**THE REQUEST**
Please replace "fountain" with "water feature" in the stretch of lines from the one containing "# test: point to the sidewalk, one" through the one containing "[[581, 347]]", and give back only those lines with nothing else changed.

**RECORDS TO PROCESS**
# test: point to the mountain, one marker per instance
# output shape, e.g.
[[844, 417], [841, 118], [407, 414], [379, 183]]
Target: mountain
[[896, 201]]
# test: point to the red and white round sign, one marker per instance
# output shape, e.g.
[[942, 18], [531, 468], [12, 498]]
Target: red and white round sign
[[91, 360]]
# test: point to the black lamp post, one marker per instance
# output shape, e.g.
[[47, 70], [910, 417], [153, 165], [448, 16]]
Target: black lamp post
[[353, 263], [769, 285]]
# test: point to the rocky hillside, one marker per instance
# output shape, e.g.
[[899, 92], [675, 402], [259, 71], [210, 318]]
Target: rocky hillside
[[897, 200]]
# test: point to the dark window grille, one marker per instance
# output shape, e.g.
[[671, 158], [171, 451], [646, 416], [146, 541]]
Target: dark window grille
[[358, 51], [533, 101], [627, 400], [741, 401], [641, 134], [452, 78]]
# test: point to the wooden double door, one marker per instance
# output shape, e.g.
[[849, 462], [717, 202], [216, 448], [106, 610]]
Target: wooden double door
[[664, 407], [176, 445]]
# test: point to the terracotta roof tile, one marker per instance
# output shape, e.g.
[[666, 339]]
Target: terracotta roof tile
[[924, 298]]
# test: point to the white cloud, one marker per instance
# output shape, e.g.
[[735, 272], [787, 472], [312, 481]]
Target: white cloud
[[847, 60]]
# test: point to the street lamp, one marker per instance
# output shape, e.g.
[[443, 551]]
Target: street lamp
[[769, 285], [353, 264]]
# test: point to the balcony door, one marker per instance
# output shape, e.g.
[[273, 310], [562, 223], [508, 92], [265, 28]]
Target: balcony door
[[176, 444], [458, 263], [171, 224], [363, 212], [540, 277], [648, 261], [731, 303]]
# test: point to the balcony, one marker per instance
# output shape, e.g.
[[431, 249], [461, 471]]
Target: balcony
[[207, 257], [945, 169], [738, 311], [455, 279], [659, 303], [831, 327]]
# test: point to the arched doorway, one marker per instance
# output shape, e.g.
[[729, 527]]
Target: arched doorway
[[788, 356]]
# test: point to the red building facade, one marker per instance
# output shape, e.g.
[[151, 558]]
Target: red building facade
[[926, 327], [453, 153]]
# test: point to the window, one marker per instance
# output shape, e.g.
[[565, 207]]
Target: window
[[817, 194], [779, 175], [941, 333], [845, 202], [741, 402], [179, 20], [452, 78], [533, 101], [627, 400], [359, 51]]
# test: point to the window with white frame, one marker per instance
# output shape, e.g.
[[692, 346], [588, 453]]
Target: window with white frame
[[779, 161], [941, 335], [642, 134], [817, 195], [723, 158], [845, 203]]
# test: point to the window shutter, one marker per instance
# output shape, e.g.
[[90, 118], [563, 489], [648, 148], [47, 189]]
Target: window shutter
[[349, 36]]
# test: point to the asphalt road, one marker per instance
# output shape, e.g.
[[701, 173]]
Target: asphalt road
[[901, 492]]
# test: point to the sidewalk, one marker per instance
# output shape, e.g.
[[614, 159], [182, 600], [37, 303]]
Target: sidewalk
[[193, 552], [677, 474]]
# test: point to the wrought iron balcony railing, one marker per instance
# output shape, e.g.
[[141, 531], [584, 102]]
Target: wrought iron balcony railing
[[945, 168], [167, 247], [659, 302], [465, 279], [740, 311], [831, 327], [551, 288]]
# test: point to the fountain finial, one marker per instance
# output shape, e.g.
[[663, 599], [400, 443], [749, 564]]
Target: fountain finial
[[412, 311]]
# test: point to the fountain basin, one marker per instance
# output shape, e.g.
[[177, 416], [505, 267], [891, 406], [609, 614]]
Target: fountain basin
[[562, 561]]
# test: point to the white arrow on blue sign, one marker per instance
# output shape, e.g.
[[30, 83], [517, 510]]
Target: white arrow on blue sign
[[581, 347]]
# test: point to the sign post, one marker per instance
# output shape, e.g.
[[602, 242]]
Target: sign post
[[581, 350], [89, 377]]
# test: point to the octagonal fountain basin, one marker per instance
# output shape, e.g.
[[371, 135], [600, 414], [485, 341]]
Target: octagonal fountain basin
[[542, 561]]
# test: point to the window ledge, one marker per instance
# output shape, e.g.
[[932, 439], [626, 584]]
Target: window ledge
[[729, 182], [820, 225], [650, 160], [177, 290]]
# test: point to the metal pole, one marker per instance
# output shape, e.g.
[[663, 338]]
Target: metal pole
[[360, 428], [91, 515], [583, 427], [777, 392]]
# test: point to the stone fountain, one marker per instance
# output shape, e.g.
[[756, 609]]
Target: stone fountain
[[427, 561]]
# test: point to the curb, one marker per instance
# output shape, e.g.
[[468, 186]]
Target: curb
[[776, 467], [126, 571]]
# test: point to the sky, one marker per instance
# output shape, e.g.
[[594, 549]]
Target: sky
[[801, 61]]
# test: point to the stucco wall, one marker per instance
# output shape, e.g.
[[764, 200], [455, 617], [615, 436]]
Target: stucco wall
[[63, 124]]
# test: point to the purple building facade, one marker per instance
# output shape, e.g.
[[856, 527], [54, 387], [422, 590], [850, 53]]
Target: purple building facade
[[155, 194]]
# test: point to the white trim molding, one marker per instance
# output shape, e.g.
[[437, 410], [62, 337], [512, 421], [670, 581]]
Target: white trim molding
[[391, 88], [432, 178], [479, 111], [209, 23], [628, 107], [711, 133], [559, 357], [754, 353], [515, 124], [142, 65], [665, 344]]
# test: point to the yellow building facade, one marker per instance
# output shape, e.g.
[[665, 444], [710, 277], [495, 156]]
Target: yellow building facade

==

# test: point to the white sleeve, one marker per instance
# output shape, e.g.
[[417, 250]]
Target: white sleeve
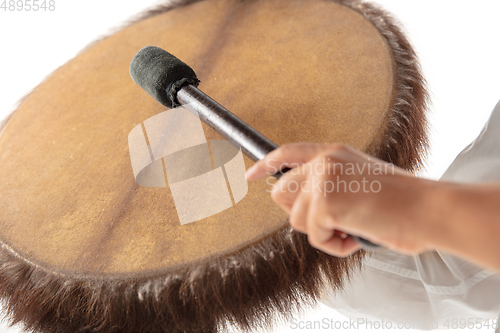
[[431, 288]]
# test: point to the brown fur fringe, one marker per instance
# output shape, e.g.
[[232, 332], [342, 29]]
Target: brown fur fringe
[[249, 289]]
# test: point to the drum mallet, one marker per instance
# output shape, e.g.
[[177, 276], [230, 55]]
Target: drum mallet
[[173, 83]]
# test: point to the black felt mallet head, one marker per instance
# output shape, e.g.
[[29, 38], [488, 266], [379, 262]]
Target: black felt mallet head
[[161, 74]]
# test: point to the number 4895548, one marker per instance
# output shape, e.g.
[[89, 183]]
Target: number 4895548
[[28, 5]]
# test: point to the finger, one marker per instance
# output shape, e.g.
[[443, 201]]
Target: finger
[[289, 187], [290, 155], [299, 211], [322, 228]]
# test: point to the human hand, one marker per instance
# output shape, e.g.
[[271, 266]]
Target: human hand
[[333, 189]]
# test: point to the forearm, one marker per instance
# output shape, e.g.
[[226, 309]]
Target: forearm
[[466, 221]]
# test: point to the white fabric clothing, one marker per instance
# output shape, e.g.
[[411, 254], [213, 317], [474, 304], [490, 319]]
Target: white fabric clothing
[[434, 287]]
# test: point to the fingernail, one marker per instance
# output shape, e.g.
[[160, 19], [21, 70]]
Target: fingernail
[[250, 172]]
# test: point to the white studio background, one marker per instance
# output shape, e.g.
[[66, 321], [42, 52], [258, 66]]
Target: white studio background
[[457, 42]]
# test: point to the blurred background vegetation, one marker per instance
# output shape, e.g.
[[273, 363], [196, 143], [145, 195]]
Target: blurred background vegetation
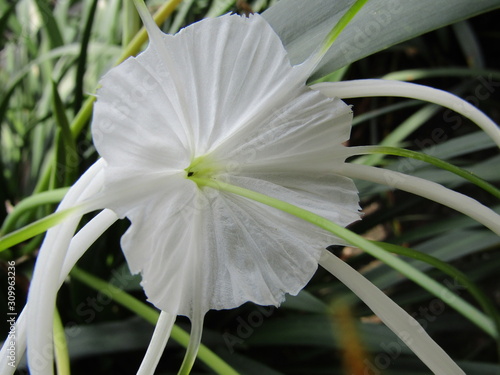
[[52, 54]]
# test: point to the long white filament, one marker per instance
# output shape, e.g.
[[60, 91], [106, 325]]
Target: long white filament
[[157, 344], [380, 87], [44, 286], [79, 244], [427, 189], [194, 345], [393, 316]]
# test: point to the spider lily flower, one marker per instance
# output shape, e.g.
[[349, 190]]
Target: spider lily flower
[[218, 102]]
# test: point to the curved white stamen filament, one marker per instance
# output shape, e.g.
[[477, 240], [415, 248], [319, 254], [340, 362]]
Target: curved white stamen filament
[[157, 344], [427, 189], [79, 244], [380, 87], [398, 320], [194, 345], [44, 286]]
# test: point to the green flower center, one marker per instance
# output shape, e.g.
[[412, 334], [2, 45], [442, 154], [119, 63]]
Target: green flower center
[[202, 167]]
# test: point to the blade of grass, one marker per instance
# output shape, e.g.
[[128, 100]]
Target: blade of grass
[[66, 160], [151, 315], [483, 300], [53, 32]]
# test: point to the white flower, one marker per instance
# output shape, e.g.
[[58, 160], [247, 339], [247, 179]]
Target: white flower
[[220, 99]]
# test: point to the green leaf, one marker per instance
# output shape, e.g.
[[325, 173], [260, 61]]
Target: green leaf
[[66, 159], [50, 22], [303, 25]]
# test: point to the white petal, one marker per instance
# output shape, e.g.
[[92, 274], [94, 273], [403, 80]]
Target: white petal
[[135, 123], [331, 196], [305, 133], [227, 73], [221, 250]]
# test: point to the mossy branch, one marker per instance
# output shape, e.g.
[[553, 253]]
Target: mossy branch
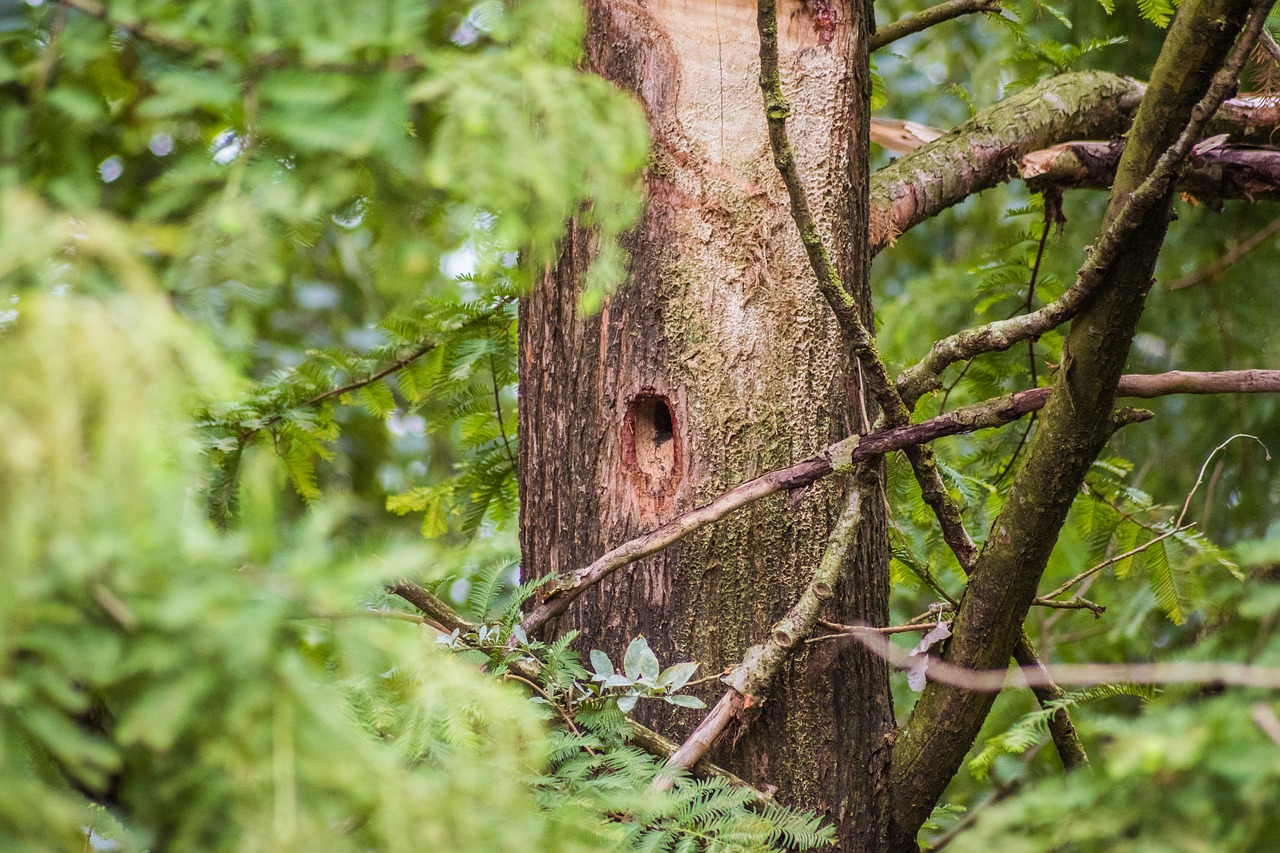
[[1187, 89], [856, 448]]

* * *

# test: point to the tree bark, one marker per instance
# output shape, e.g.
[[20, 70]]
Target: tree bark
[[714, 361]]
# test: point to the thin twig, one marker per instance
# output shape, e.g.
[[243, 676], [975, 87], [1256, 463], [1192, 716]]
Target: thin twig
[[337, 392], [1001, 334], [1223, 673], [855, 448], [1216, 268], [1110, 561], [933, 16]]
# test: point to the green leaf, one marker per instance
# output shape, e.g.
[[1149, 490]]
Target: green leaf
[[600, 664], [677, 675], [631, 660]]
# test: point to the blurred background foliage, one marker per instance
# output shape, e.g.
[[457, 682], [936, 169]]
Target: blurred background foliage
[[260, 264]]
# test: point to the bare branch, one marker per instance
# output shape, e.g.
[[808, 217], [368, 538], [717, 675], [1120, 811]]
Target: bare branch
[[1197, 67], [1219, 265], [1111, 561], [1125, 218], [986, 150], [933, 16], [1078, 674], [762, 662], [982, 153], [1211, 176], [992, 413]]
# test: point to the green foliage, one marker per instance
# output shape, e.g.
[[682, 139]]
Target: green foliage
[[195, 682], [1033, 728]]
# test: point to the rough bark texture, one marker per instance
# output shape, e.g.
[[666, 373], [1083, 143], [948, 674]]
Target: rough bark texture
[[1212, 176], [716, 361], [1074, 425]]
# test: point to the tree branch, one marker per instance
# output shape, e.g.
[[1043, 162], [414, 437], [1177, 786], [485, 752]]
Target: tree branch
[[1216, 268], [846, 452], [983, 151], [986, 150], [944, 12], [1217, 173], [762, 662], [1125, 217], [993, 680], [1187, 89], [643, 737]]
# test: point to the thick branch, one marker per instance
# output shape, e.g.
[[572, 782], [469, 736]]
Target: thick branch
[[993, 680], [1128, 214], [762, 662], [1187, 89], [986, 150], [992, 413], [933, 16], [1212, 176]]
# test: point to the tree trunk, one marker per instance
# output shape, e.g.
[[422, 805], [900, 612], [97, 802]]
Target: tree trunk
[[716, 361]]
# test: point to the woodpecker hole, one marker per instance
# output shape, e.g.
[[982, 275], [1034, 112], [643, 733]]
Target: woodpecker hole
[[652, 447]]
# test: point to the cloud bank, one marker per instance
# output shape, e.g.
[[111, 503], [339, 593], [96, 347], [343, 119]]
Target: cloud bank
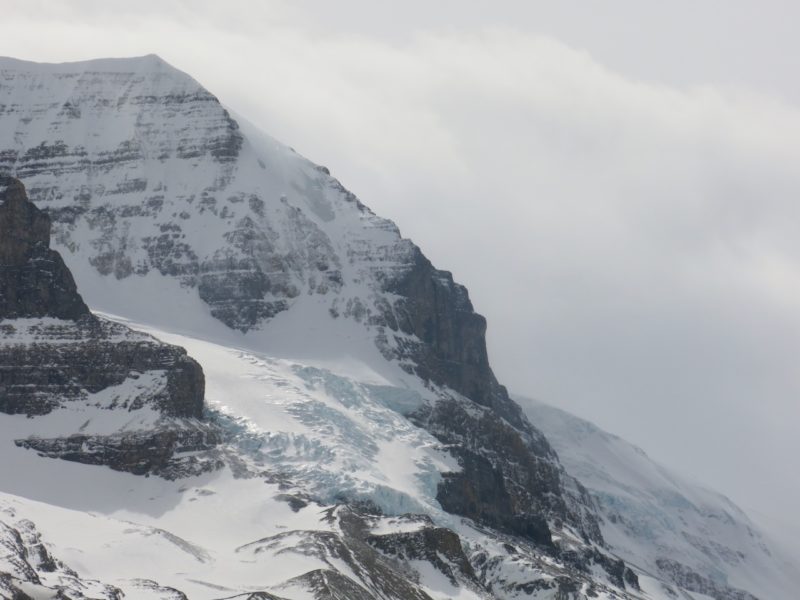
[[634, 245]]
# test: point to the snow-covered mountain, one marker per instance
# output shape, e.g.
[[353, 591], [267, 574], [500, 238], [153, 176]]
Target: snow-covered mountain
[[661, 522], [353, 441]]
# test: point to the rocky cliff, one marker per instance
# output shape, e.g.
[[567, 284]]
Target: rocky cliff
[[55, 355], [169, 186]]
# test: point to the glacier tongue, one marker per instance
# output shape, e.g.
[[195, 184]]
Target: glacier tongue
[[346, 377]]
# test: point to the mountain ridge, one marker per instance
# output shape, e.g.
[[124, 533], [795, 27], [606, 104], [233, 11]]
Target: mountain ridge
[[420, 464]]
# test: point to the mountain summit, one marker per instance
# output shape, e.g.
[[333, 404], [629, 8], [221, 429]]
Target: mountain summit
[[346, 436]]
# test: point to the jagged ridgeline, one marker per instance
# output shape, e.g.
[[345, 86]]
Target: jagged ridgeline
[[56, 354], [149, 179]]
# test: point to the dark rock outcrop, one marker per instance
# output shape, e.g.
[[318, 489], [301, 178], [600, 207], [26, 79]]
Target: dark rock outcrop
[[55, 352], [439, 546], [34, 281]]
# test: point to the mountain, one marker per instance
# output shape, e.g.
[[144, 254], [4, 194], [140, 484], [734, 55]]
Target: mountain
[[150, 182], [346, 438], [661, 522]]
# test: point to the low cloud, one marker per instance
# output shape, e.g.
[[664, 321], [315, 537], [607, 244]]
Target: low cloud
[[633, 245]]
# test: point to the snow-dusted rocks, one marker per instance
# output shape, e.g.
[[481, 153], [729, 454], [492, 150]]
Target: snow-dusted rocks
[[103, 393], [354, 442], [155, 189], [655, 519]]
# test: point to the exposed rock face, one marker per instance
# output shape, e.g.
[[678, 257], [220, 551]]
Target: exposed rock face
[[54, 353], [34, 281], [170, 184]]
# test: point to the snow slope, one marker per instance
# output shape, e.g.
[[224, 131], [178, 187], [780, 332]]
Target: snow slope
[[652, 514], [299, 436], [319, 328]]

**RIGHT ANSWER**
# test: point to the sidewalk, one marker per instance
# output shape, e.g.
[[614, 159], [182, 600], [37, 303]]
Target: sidewalk
[[193, 552], [677, 474]]
# test: point to the wrought iron balcony railing, one marker per instance
# output shape, e.g.
[[141, 531], [584, 102]]
Target: wrought iron balcony railing
[[945, 168], [167, 247], [659, 302], [465, 279], [740, 311], [831, 327], [551, 288]]
# test: point to the water feature finial, one marker per instance
# output shape, e.g.
[[663, 599], [400, 443], [749, 564]]
Target: water feature finial
[[412, 311]]
# test: point to the water feature basin, one marker per instance
# output shape, e.g.
[[177, 416], [505, 267], [891, 406], [609, 614]]
Target: water feature basin
[[562, 561]]
# test: point to the white arrow on blue sign, one marker per instance
# output shape, e.g.
[[30, 83], [517, 510]]
Target: white arrow on blue sign
[[581, 347]]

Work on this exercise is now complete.